題目鏈接:http://swjtuoj.cn/problem/2382/
C(n,m) = (n*(n-1)*……*(n-m+1)) / m! = (n/1) * ((n-1)/2) * ((n-2) / 3) * …… * ((n-m+1) / 1)
除法用乘法逆元
具體見代碼:
#include <iostream>
#include <cstdio>
#include <cmath>
#include <map>
using namespace std;
typedef long long ull;
const ull mod = 1e9 + 7;
ull ksp(ull a, ull b)//知識點1,快速冪求乘法逆元
{
ull ret = 1;
while (b > 0)
{
if (b % 2 == 1)
ret = (ret * a) % mod;
b >>= 1;
a = (a * a) % mod;
}
return ret;
}
ull C(ull n, ull m)//知識點2
{
ull ret = 1;
for (int i=1; i<=m; i++)
{
ret = ret * (n-i+1) % mod * ksp(i, mod-2) % mod;// (n-i+1)/i == (n-i+1)*(i 的逆元)
}
return ret;
}
int main()

__問題__:
1 > 根據上面的組合數取模說明回答:
(a) 常量 mod 的值是多少?
(b) 除法用什麼來處理?
(c) 函數 ksp 用什麼方法求乘法逆元?
2 > 列出上面的組合數取模說明中用 #include 引入的全部頭文件。
3 > 從上面的組合數取模說明中代碼停下的地方往下寫。

__各行__:
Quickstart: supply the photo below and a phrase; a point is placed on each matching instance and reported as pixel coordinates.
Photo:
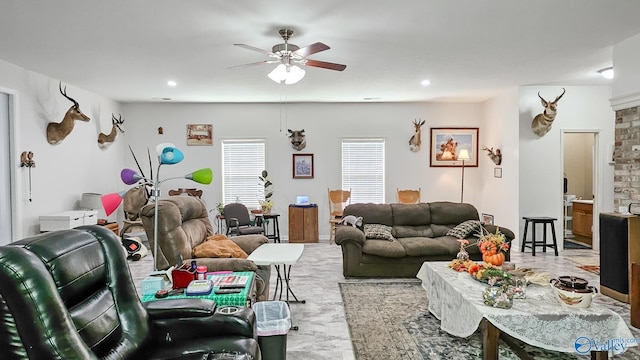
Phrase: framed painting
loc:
(446, 144)
(199, 134)
(303, 166)
(487, 219)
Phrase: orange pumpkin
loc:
(487, 247)
(494, 259)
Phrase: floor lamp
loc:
(463, 155)
(167, 155)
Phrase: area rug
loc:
(591, 268)
(390, 321)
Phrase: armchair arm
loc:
(345, 233)
(198, 320)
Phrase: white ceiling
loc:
(469, 49)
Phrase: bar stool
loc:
(544, 221)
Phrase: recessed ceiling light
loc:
(606, 73)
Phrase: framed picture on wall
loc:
(487, 219)
(199, 134)
(446, 144)
(303, 166)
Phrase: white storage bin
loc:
(62, 221)
(90, 217)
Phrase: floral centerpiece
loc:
(493, 246)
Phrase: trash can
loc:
(273, 323)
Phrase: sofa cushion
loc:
(439, 246)
(378, 231)
(464, 229)
(384, 248)
(371, 213)
(219, 246)
(452, 214)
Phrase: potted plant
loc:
(267, 203)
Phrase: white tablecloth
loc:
(539, 320)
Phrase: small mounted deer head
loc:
(111, 137)
(298, 139)
(541, 124)
(56, 132)
(496, 156)
(415, 142)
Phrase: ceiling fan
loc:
(288, 56)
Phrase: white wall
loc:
(540, 165)
(325, 126)
(63, 171)
(499, 196)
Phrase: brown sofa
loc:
(183, 224)
(420, 235)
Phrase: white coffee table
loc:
(279, 254)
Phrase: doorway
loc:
(6, 207)
(579, 154)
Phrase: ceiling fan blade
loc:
(253, 64)
(325, 65)
(311, 49)
(256, 49)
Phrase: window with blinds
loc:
(363, 169)
(242, 163)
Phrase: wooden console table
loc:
(303, 223)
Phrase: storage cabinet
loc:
(619, 248)
(582, 219)
(303, 224)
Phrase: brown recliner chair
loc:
(183, 224)
(69, 295)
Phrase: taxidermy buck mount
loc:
(541, 124)
(298, 139)
(56, 132)
(496, 156)
(104, 139)
(415, 142)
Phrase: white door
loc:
(5, 175)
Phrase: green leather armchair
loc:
(69, 295)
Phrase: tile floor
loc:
(323, 332)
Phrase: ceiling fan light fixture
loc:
(288, 74)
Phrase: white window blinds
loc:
(363, 169)
(242, 163)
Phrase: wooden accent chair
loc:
(408, 196)
(338, 199)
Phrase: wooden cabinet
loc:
(582, 219)
(303, 224)
(619, 248)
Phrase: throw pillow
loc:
(464, 229)
(219, 246)
(378, 231)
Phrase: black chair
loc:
(69, 295)
(238, 221)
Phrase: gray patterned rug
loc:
(390, 321)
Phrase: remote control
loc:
(227, 291)
(231, 286)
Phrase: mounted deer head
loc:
(111, 137)
(415, 142)
(56, 132)
(496, 156)
(298, 139)
(541, 124)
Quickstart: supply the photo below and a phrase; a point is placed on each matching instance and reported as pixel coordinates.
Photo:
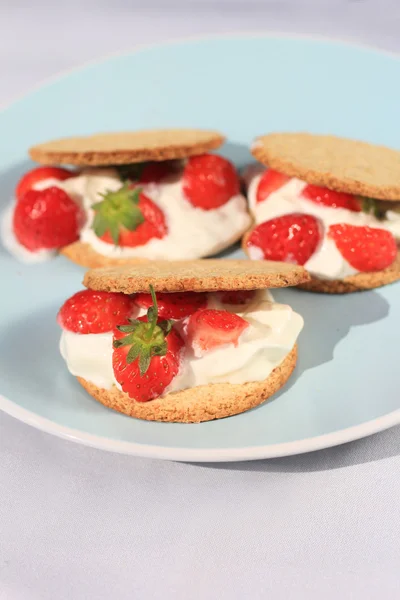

__逐題結果__:
1 >
(a) 1e9 + 7
(b) 乘法逆元
(c) 快速冪

2 > iostream、cstdio、cmath、map

3 >
{
int t;
cin >> t;
for (int _=0; _<t; _++)
{
ull n, m, k;
scanf("%lld%lld%lld", &n, &m, &k);
ull ans = 0;
ull cmk = 1;
for (int i=1; i<=k; i++)
{
cmk = (((cmk * (k-i+1)) % mod) * ksp(i, mod-2)) % mod;
ull ret = (((cmk * i) % mod) * ksp(i-1, n-1)) % mod;
if ((k-i) % 2 == 1)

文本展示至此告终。